Exercise goal
The line containing "negative clicks: (667, 1057) (795, 942)" marks the end: quote every line from the start of the records below through it, word for word.

-- Data follows --

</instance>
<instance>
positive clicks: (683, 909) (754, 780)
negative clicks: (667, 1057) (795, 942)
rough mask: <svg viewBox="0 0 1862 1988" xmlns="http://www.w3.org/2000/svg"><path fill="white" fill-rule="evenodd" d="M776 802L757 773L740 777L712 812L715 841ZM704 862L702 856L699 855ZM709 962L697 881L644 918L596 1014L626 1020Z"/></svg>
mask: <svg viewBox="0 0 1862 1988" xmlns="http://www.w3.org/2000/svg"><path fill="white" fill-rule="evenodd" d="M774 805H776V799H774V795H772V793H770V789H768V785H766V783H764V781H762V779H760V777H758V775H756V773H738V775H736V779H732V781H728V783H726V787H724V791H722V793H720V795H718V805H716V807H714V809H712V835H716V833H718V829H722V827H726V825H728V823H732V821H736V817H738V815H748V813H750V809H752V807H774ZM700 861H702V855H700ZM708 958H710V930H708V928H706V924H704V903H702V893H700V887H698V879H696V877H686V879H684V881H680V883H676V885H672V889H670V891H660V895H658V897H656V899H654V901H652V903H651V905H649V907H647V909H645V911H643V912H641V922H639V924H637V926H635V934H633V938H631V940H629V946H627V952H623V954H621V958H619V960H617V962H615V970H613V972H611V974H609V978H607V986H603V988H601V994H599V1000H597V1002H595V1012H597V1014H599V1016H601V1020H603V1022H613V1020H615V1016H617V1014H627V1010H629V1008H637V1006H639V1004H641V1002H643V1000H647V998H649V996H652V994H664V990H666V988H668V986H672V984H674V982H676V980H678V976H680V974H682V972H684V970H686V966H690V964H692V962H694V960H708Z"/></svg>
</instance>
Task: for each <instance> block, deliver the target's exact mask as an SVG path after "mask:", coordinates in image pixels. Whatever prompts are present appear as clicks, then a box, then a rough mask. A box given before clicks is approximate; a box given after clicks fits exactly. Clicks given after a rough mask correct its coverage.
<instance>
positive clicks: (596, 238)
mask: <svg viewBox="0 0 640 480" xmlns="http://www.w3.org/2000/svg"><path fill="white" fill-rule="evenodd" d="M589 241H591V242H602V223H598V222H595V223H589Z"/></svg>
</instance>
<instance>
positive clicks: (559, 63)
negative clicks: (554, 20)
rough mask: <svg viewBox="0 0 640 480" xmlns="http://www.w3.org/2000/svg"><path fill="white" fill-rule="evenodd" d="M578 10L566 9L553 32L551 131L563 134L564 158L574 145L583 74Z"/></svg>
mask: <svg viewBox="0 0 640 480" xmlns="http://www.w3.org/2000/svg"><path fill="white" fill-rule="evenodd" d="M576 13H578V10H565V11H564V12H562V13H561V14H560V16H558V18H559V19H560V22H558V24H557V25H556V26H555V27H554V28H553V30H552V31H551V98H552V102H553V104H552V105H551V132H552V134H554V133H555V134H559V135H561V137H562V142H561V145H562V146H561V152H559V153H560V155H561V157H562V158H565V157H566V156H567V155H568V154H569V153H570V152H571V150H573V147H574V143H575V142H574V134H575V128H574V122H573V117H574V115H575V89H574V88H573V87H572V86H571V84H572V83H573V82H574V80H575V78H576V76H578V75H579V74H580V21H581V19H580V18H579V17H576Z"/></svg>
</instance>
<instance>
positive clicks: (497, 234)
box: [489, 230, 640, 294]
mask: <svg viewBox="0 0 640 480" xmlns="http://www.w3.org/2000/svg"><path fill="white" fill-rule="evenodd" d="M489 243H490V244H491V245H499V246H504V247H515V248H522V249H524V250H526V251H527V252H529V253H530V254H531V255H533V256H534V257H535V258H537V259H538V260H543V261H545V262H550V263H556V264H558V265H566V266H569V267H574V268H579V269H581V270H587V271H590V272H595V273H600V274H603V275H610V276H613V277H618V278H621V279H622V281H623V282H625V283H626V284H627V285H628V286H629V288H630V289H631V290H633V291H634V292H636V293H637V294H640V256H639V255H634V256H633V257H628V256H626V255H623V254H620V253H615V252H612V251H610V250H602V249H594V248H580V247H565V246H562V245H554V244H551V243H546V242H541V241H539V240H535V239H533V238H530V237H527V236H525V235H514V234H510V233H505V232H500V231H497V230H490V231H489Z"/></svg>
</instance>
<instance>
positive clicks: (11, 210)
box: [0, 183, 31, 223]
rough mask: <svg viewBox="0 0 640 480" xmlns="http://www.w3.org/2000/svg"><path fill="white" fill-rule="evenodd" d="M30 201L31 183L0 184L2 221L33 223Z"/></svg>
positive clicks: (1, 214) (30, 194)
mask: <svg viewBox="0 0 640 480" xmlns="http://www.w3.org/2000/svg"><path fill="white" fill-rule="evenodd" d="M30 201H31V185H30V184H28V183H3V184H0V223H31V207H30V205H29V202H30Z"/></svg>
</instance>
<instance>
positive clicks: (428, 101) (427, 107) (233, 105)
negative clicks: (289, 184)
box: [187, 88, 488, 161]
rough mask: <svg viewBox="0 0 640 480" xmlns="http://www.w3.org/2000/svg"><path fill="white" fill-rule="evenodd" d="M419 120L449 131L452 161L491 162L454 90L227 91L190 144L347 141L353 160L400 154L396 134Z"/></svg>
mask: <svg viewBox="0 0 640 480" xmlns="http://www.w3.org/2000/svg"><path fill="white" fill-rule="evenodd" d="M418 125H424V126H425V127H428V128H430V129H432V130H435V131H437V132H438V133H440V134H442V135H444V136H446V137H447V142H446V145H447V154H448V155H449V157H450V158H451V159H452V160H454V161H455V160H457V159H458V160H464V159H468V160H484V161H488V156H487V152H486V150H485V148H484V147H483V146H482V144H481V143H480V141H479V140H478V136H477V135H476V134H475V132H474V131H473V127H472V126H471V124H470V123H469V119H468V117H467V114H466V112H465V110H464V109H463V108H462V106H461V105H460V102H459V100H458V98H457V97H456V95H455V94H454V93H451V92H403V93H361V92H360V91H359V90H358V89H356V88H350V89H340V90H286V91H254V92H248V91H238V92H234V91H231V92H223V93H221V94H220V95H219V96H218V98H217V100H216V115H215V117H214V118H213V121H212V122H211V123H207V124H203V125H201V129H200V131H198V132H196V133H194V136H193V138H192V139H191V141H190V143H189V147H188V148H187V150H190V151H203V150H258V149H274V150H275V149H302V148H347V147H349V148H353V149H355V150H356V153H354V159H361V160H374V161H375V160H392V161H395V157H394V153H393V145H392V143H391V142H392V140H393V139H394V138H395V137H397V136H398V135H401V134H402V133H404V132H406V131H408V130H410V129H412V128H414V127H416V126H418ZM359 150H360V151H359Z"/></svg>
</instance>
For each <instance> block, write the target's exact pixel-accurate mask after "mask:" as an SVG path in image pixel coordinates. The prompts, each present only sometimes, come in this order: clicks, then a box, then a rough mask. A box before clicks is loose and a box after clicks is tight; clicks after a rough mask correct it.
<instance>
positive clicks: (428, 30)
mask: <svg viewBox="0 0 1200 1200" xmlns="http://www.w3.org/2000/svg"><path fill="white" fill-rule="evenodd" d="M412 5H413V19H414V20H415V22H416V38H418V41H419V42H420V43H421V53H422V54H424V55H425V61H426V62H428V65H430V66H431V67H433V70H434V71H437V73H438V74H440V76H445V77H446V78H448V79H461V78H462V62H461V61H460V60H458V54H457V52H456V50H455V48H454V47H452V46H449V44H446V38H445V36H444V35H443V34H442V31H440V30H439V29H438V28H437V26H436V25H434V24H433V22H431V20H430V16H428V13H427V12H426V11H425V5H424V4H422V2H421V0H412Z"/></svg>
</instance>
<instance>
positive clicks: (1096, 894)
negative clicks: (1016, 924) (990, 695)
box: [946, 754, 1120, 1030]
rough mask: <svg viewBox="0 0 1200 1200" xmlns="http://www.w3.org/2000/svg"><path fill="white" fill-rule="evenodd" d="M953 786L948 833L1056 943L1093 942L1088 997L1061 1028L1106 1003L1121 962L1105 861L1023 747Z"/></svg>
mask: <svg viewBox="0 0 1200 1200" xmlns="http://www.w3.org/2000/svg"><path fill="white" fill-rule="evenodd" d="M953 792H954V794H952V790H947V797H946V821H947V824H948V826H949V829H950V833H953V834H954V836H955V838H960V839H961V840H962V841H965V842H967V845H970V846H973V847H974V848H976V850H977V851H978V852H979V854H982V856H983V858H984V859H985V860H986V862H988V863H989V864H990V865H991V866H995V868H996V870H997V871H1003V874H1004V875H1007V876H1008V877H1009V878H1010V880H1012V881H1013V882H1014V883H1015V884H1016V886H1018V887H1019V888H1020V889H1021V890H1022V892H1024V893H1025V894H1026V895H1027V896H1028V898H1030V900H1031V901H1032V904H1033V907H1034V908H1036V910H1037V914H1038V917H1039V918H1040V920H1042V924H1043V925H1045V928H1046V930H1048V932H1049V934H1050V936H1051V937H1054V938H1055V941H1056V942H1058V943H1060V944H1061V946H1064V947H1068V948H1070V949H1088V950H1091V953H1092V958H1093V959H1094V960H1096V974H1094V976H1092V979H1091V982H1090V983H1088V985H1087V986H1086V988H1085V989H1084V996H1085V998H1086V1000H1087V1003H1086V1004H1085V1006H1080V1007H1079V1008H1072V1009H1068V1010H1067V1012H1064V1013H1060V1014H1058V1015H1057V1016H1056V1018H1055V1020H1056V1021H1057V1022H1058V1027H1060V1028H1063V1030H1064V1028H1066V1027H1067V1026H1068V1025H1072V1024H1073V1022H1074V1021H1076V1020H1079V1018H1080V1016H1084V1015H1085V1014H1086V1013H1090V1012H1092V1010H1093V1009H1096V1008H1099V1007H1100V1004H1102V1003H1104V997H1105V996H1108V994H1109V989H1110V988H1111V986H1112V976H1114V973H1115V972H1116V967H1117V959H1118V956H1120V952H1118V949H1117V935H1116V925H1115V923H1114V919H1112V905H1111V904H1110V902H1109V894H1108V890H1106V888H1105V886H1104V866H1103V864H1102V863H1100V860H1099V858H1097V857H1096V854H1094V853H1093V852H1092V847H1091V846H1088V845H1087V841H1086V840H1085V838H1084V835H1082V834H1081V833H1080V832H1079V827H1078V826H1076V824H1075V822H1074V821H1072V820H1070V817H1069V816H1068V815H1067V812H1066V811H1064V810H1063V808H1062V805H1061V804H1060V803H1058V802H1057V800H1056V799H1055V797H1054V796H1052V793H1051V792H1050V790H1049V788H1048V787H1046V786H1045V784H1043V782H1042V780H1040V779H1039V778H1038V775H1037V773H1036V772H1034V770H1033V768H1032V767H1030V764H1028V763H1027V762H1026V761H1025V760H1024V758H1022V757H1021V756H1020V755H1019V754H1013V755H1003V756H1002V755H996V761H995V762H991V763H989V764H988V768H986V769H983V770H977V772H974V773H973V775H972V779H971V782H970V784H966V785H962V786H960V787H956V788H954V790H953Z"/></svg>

-- Data concluded --

Result for this exercise
</instance>
<instance>
positive clicks: (683, 909) (754, 780)
negative clicks: (667, 1057) (795, 942)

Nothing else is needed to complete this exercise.